— BEGIN Page extract —

This week I welcome friend and fellow Greek-American writer Steve Karas. A Chicago native, Karas is the author of the stellar short story collection Kinda Sorta American Dream. I had the pleasure of blurbing Karas’ book, and what initially stands out is his range as a writer. As he explores the theme of identity in both contemporary and futuristic visions of America, he inhabits the diverse voices of a Greek-American diner owner, an African-American cop, and a Indian-American woman, among others with deftness and empathy. He introduces us to people struggling to make a life for themselves in America, and despite the familiar settings, both urban and rural,
the stories feel fresh and vibrant.
In contributing a post to the blog, I asked Steve to touch on his Greek roots, his experience growing up in Chicago, and the ways in which his background as a psychologist informs his writing process.
Please enjoy Karas in his own words!
My family began its migration from Greece to America in the early 1900s. My great-grandfather, Ioannis, was the first, passing through Ellis Island in 1902 with eighteen dollars in his pocket. He landed in Chicago’s Near West Side, then the largest Greek immigrant community in the country. He came here for the same reasons so many other Greeks did at that time—to escape a poor economic climate, find employment. I don’t know if he ever intended to stay, or if he had any idea he’d be giving his children and grandchildren and great-grandchildren opportunities they wouldn’t have in Greece. My mom and dad followed in 1960 and 1970, respectively, unmarried at the time, strangers in fact. They came to join family that had settled here before them with the hope of having a better life. By the late 1990s, it’s safe to say my parents were living the American Dream. Both had established careers, they’d bought a house, saved a bit of money, sent two kids off to college. So as a late teen/early twenty-something-year-old, when I told my parents I wanted to be a fiction writer, I can only imagine what they were thinking. I was studying psychology in school, but having doubts about that path as my heart was in writing. What they told me was that I should stick with pursuing a more stable career. I remember having a talk with my dad during one of my college breaks.
“Position yourself so you have options,” he said. “After you have your degree you can do whatever you want.”
“This isn’t some hobby. A good job is one that makes you happy.”
“A good job is one that pays.”
I huffed, loudly I’m sure. Didn’t the Greeks have a rich history in literature, after all? How about Homer? Hadn’t my dad read the Iliad, the Odyssey?
“Get your degree, and then you can do whatever you want,” he said. “Just make sure you have options.”
I thought it would be too late by then. I never considered I could do both.

— END Page extract —

Problems
• a. Copy the passage of the guest post between "I huffed, loudly" and "could do both.", inclusive, replacing "Homer" with "Sophocles".
• b. According to the guest post, how much money did Ioannis have in his pocket when he passed through Ellis Island?

— BEGIN Recorded data —

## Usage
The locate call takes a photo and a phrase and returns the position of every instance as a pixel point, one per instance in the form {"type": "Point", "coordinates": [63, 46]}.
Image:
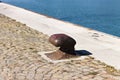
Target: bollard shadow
{"type": "Point", "coordinates": [82, 53]}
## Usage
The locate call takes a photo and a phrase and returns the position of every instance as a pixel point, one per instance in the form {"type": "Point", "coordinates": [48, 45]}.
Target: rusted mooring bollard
{"type": "Point", "coordinates": [66, 44]}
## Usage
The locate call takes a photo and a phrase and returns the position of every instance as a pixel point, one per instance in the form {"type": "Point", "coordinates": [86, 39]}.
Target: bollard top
{"type": "Point", "coordinates": [59, 40]}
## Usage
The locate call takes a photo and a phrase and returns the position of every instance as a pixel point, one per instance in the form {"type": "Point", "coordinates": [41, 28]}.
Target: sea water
{"type": "Point", "coordinates": [101, 15]}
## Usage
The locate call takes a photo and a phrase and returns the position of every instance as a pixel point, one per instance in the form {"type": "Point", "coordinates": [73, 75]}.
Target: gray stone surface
{"type": "Point", "coordinates": [19, 60]}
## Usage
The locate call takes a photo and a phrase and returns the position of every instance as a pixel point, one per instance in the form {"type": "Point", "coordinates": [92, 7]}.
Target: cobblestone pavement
{"type": "Point", "coordinates": [19, 60]}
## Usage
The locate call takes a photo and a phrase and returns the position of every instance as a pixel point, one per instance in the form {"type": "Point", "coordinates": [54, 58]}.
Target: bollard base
{"type": "Point", "coordinates": [59, 55]}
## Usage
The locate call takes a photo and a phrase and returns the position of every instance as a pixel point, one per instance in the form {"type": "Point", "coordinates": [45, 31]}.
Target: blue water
{"type": "Point", "coordinates": [102, 15]}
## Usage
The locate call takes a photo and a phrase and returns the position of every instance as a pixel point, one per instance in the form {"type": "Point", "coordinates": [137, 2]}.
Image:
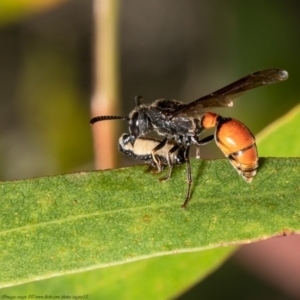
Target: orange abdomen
{"type": "Point", "coordinates": [236, 141]}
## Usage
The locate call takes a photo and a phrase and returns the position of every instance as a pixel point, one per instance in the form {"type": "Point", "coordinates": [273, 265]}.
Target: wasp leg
{"type": "Point", "coordinates": [189, 177]}
{"type": "Point", "coordinates": [155, 157]}
{"type": "Point", "coordinates": [202, 142]}
{"type": "Point", "coordinates": [170, 163]}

— END Recorded data —

Exercise solutions
• a.
I huffed, loudly I’m sure. Didn’t the Greeks have a rich history in literature, after all? How about Sophocles? Hadn’t my dad read the Iliad, the Odyssey?
“Get your degree, and then you can do whatever you want,” he said. “Just make sure you have options.”
I thought it would be too late by then. I never considered I could do both.

• b. Eighteen dollars.